PROBLEM TO SOLVE: Word for word, reproduce each of the entries.

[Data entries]
++++++

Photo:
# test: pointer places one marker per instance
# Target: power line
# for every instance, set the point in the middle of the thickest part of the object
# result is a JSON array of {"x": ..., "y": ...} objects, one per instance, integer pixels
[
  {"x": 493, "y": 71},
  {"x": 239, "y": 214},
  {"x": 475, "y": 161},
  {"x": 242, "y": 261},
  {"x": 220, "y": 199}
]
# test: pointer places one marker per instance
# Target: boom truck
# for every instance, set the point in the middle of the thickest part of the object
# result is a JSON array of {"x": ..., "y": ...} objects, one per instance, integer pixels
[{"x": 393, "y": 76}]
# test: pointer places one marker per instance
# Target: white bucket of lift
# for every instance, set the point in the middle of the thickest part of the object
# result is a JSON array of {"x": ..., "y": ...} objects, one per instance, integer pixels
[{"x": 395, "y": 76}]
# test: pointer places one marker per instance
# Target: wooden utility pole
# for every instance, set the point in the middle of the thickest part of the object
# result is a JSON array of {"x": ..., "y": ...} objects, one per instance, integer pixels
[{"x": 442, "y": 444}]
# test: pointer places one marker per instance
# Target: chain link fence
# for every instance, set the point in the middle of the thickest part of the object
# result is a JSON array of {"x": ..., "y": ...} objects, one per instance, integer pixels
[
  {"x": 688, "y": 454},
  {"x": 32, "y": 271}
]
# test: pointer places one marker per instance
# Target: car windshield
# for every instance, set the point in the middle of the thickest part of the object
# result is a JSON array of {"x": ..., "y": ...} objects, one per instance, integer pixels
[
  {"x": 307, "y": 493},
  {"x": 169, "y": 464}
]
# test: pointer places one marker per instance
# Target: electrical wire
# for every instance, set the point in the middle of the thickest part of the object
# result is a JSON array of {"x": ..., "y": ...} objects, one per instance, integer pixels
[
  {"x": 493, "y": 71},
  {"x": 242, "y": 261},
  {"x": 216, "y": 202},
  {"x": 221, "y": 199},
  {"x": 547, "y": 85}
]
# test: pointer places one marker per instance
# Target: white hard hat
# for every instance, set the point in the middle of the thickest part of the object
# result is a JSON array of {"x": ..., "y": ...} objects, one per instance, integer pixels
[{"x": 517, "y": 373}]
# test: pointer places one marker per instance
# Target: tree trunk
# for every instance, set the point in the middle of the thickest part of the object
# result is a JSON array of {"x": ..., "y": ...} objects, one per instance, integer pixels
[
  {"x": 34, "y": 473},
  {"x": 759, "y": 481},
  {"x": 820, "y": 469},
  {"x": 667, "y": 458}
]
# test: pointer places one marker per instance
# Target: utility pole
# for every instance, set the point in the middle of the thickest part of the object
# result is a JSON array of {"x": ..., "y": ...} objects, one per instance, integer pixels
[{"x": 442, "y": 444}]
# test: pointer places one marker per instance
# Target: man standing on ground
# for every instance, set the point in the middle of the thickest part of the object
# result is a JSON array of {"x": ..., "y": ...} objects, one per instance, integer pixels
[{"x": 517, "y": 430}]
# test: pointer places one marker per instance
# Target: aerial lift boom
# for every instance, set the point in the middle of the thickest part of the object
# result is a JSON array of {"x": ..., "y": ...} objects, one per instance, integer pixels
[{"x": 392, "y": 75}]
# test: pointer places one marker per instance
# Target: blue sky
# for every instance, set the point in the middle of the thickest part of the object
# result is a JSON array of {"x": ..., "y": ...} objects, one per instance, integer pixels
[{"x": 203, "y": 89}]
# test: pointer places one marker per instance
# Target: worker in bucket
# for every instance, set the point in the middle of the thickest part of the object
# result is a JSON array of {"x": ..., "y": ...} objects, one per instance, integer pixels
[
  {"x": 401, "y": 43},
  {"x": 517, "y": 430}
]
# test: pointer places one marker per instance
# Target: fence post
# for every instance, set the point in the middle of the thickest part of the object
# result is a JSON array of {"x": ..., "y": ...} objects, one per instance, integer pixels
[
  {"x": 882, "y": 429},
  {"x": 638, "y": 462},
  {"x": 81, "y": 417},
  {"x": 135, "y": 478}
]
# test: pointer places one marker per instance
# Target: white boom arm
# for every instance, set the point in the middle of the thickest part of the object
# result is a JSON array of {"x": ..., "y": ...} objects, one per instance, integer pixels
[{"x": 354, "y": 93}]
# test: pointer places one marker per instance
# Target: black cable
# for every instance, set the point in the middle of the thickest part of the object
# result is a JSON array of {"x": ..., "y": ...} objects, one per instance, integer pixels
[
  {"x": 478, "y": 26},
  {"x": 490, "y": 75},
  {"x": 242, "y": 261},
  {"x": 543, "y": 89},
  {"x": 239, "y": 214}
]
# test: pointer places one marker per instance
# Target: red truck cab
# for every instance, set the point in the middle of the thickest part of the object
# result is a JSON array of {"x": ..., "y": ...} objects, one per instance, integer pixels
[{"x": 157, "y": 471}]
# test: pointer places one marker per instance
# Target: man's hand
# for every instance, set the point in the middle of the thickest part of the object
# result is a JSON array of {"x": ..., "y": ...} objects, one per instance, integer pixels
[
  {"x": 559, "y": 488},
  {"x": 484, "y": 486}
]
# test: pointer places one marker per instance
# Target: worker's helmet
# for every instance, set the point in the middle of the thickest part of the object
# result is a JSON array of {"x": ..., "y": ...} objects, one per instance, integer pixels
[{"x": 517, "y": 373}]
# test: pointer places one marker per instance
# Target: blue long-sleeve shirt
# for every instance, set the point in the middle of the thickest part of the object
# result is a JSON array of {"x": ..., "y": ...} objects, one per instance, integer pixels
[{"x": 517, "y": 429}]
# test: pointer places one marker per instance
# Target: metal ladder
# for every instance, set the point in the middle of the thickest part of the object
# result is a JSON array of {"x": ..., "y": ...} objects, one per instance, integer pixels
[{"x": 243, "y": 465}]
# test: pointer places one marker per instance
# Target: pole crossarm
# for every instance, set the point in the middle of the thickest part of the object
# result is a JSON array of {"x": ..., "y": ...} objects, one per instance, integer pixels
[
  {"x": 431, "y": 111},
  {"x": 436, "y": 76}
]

++++++

THE ANSWER:
Photo:
# test: pointer places one marker per instance
# Target: power line
# for every instance, set the point in the middle of the thickest part of the object
# result is a JSON array of {"x": ..., "y": ...} objects, one per instance, integer pixels
[
  {"x": 493, "y": 71},
  {"x": 239, "y": 214},
  {"x": 475, "y": 161},
  {"x": 242, "y": 261},
  {"x": 220, "y": 199}
]
# test: pointer places one marker per instance
# Target: boom truck
# for every instance, set the point in the middle of the thickest part of the object
# result is a JSON array of {"x": ..., "y": ...} objects, one per instance, integer pixels
[{"x": 393, "y": 76}]
# test: pointer places one marker per instance
# Target: white bucket of lift
# for every instance, set the point in the middle of the thickest part of the object
# result is a JSON array of {"x": ..., "y": ...} objects, one per instance, integer pixels
[{"x": 395, "y": 76}]
# test: pointer places one marker per instance
# Target: wooden utility pole
# for every instance, set the point in the middle of the thickest part of the object
# result is a JSON array of {"x": ..., "y": ...} objects, one per instance, integer pixels
[{"x": 442, "y": 444}]
# test: pointer places one marker per instance
# Target: chain link fence
# for every instance, set the point in the middle of the thickest part of the object
# result is a JSON array of {"x": ..., "y": ...} objects, one per instance, integer pixels
[
  {"x": 688, "y": 454},
  {"x": 32, "y": 271}
]
# test: pointer places one marker per instance
# Target: car windshield
# for every instance, set the point in the middle of the thickest part of the object
# result is a JSON array of {"x": ..., "y": ...} objects, one per instance, integer pixels
[
  {"x": 307, "y": 493},
  {"x": 169, "y": 464}
]
# test: pointer places one marker per instance
# Target: electrical wire
# for every instance, set the point in the middle of the thickest part of the object
# result is a JSON array of {"x": ..., "y": ...} objects, one per instance, integer pixels
[
  {"x": 493, "y": 71},
  {"x": 242, "y": 261},
  {"x": 216, "y": 202},
  {"x": 221, "y": 199},
  {"x": 547, "y": 85}
]
# test: pointer places one marker per instance
# Target: white hard hat
# for every instance, set the point in the middle of the thickest part of the object
# result is a JSON array of {"x": ..., "y": ...} objects, one per instance, integer pixels
[{"x": 517, "y": 373}]
# test: pointer places one marker per instance
# Target: tree trunk
# for every instance, set the point in the middle of the thickest part of the object
# result is a JSON array of {"x": ..., "y": ...} objects, one per instance, integer pixels
[
  {"x": 34, "y": 473},
  {"x": 759, "y": 481},
  {"x": 820, "y": 469},
  {"x": 667, "y": 458}
]
# test: pointer places one marker per instance
# Target: utility pole
# for every instance, set the point in the middle of the thickest part of the object
# result is a JSON array of {"x": ..., "y": ...} objects, one per instance, integer pixels
[{"x": 442, "y": 444}]
# test: pointer places one marker per instance
# Target: man standing on ground
# for every instance, set the point in the middle of the thickest part of the object
# result is a JSON array of {"x": ..., "y": ...} objects, one per instance, integer pixels
[{"x": 517, "y": 430}]
# test: pointer places one marker per instance
# Target: aerial lift boom
# for every instance, set the point in the middle of the thickest part of the object
# result is a JSON array of {"x": ..., "y": ...} objects, one per instance, integer pixels
[{"x": 392, "y": 75}]
# test: pointer places one marker per instance
# Target: blue sky
# for every instance, set the point in the middle of the thickest part of the object
# result is a JSON array of {"x": ..., "y": ...} objects, one per instance, integer pixels
[{"x": 203, "y": 89}]
# test: pointer places one marker per instance
# Target: worker in bucket
# for every instance, set the point in the middle of the thickest part of the object
# result is a JSON array of {"x": ..., "y": ...} objects, one per instance, integer pixels
[
  {"x": 401, "y": 43},
  {"x": 517, "y": 430}
]
# test: pointer places one marker per instance
# Target: fence post
# for every instance, set the point in the middle of the thickest part of the object
# result is a JSON array of {"x": ..., "y": ...} objects, one per instance, integer pixels
[
  {"x": 882, "y": 429},
  {"x": 638, "y": 462},
  {"x": 81, "y": 417},
  {"x": 135, "y": 478}
]
# test: pointer places one marker per instance
# Target: white boom arm
# for every instance, set the point in the middle of the thickest part of the object
# result is a JSON array of {"x": ..., "y": ...} objects, one per instance, integer pixels
[{"x": 354, "y": 93}]
# test: pointer places one marker per instance
# Target: black cable
# for every instance, set the point in the middle of the thickest part of the object
# result is a JSON array of {"x": ..., "y": ...} objects, one per instance, integer pixels
[
  {"x": 478, "y": 26},
  {"x": 490, "y": 75},
  {"x": 242, "y": 261},
  {"x": 543, "y": 89},
  {"x": 239, "y": 214}
]
# test: pointer places one marker per instance
# Target: red truck cab
# for every instance, set the point in the middle of the thickest part of the object
# result is a JSON array of {"x": ..., "y": ...} objects, one per instance, integer pixels
[{"x": 157, "y": 471}]
# test: pointer places one marker per instance
# Target: man's hand
# for every instance, set the point in the middle of the thickest part of the object
# result is a JSON array of {"x": ..., "y": ...} objects, one per instance, integer pixels
[
  {"x": 559, "y": 488},
  {"x": 484, "y": 486}
]
# test: pointer places one marker per instance
# Target: worker's helmet
# for every instance, set the point in the middle of the thickest part of the object
# result is a JSON array of {"x": ..., "y": ...} objects, one per instance, integer pixels
[{"x": 517, "y": 373}]
# test: pointer places one marker per instance
# Target: blue long-sleeve shirt
# for every instance, set the point in the middle of the thickest part of the object
# result is a JSON array of {"x": ..., "y": ...} objects, one per instance, integer pixels
[{"x": 517, "y": 429}]
# test: pointer places one marker per instance
# Target: metal ladder
# for every instance, set the point in the middle of the thickest part of the object
# result is a JSON array of {"x": ..., "y": ...} objects, one per instance, integer pixels
[{"x": 243, "y": 465}]
# test: pointer places one marker per instance
# Target: pole crossarm
# for every instance, set the point in the middle of the thickest part of the object
# result is a JSON array of {"x": ..., "y": ...} objects, one per instance, integer pixels
[
  {"x": 431, "y": 111},
  {"x": 436, "y": 76}
]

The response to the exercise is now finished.